Exercise input.
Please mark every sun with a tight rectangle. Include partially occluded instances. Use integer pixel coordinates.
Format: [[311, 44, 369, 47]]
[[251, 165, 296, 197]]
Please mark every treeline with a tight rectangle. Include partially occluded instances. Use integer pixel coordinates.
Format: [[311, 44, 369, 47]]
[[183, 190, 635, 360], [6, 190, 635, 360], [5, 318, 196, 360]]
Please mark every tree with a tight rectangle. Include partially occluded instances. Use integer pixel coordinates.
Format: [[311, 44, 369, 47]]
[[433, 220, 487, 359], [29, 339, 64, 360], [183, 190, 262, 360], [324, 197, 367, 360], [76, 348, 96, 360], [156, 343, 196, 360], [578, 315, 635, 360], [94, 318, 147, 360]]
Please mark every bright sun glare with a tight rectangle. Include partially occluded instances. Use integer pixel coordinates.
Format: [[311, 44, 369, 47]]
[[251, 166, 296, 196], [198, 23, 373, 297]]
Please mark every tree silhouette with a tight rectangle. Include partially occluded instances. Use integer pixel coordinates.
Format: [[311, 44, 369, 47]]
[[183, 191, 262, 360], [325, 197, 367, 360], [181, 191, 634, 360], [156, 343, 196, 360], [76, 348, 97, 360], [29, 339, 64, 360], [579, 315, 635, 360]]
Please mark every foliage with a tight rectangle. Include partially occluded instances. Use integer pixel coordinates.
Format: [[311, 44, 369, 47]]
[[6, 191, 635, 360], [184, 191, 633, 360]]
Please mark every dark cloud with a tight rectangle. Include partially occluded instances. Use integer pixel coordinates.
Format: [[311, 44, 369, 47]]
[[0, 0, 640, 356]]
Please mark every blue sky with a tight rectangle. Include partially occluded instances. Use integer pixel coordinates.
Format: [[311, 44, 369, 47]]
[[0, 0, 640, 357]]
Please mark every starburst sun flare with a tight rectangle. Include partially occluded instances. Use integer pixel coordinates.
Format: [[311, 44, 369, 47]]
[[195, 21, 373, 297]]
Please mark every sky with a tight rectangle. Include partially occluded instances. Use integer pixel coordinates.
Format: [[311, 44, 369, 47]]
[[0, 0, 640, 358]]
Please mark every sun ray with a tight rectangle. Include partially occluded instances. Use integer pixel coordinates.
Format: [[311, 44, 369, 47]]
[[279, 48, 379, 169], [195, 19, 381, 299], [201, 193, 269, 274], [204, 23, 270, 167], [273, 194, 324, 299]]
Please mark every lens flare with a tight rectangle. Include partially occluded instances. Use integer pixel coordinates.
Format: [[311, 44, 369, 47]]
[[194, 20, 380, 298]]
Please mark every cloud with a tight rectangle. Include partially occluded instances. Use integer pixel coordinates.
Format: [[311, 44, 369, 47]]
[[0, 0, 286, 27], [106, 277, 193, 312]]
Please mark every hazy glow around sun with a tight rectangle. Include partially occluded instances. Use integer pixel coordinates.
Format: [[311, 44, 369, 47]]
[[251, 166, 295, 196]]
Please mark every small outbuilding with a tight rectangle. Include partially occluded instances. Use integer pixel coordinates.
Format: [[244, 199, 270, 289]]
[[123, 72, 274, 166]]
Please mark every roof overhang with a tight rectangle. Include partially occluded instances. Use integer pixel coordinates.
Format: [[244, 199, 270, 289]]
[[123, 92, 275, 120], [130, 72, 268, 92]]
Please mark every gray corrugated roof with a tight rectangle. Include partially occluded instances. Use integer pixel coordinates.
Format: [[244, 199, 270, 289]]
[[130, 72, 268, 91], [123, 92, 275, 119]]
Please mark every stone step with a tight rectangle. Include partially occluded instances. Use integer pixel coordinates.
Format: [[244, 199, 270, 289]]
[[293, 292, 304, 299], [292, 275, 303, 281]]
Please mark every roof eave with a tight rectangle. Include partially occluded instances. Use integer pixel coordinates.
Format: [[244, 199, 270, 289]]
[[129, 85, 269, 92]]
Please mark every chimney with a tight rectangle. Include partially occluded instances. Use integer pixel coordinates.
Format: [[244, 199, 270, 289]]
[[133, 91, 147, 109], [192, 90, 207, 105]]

The request. Copy all of the records above word for word, leaving nothing out.

Complete response.
Please mark every sun with a tight rectangle. Include partially occluded instances. Use integer pixel coordinates.
Format: [[311, 44, 369, 47]]
[[251, 165, 296, 197]]
Please mark every treeline with a tight rectangle. Include partially occluded instances. Use integer pixel coordinates.
Format: [[311, 44, 369, 47]]
[[183, 190, 635, 360], [6, 190, 635, 360], [5, 318, 196, 360]]
Please mark every tree with a tight rectangle. Include partially occluded instances. Use integer pixel coordinates.
Format: [[311, 44, 369, 47]]
[[433, 220, 487, 359], [29, 339, 64, 360], [183, 190, 262, 360], [324, 197, 367, 360], [76, 348, 96, 360], [156, 343, 196, 360], [578, 315, 635, 360], [94, 318, 147, 360]]
Please mark every bright sun glare with a tight rectangle. Include partially occluded instances. Use integer pixel coordinates.
Format: [[311, 44, 369, 47]]
[[251, 166, 296, 196], [198, 23, 373, 297]]
Please mark every tree silhouette with a tight rectangle. Include partially occluded instances. Use integer pixel coordinates.
Format: [[311, 44, 369, 47]]
[[183, 191, 262, 360], [325, 197, 367, 360], [181, 191, 634, 360], [156, 343, 196, 360], [76, 348, 97, 360], [29, 339, 64, 360], [579, 315, 635, 360]]
Please mark every foliage with a tight rectangle. Include partially occluded instances. Use integer pixel coordinates.
Format: [[311, 44, 369, 47]]
[[6, 191, 635, 360], [184, 191, 633, 360]]
Please mark every dark cloud with a tight rectangle. Include partially occluded instances. Use integer pixel coordinates.
Format: [[311, 44, 369, 47]]
[[0, 0, 640, 356]]
Please mark every blue sky with a tight rectangle. Include partially occluded instances. Use integer pixel coordinates.
Format: [[311, 44, 369, 47]]
[[0, 0, 640, 357]]
Please mark every starburst sun flare with a tight rectangle. Include partially occluded instances. Use integer pixel coordinates.
Format: [[311, 44, 369, 47]]
[[195, 21, 373, 297]]
Please mark every sky with a tight rectangle. Include partially occluded instances. Use integer pixel coordinates.
Format: [[311, 44, 369, 47]]
[[0, 0, 640, 358]]
Please mark every sun ray with a tight rectangle. Include partially occluded instances. Use integer pixel coordinates.
Format: [[311, 44, 369, 47]]
[[279, 48, 379, 169], [195, 19, 381, 299], [201, 193, 269, 274], [204, 23, 270, 167], [273, 194, 324, 299]]
Please mark every lens flare with a tight rectangle. Include partially occluded instances. Use integer pixel coordinates.
Format: [[311, 44, 369, 47]]
[[194, 20, 380, 298]]
Please mark every cloud with a tight rectangle. Include partially occluded instances. Use integer pixel coordinates.
Format: [[311, 44, 369, 47]]
[[0, 0, 286, 27], [106, 277, 193, 312]]
Please mark every hazy glow around sun with a tight rectangle. Include partially occluded instances. Use integer pixel coordinates.
Format: [[311, 44, 369, 47]]
[[251, 166, 295, 196]]
Please mark every small outbuilding with a tight rectangle. Include partially occluded instances. Use integer pixel coordinates.
Format: [[244, 199, 270, 289]]
[[123, 72, 274, 166]]
Please mark every roof overhang with a tight rectangle. Include partially occluded instances. Use integer pixel coordinates.
Format: [[244, 199, 270, 289]]
[[123, 92, 275, 120], [130, 72, 268, 92]]
Please mark every gray corrugated roof with a tight rectangle. Include partially occluded instances. Use integer pixel coordinates.
Format: [[244, 199, 270, 289]]
[[130, 72, 268, 91], [123, 92, 275, 119]]
Please mark every stone step with a tight rectangle. Include partially occluded instances. Use integer pixel coordinates.
Format: [[244, 199, 270, 289]]
[[293, 292, 304, 299], [292, 275, 303, 281]]
Please mark every roof eave with a tight rectangle. Include partially occluded instances. Use integer pixel coordinates.
Format: [[244, 199, 270, 289]]
[[129, 85, 269, 92]]
Please mark every chimney with a tight rectangle. Include partially occluded instances. Use integer pixel coordinates.
Format: [[244, 199, 270, 289]]
[[133, 91, 147, 109], [192, 90, 207, 105]]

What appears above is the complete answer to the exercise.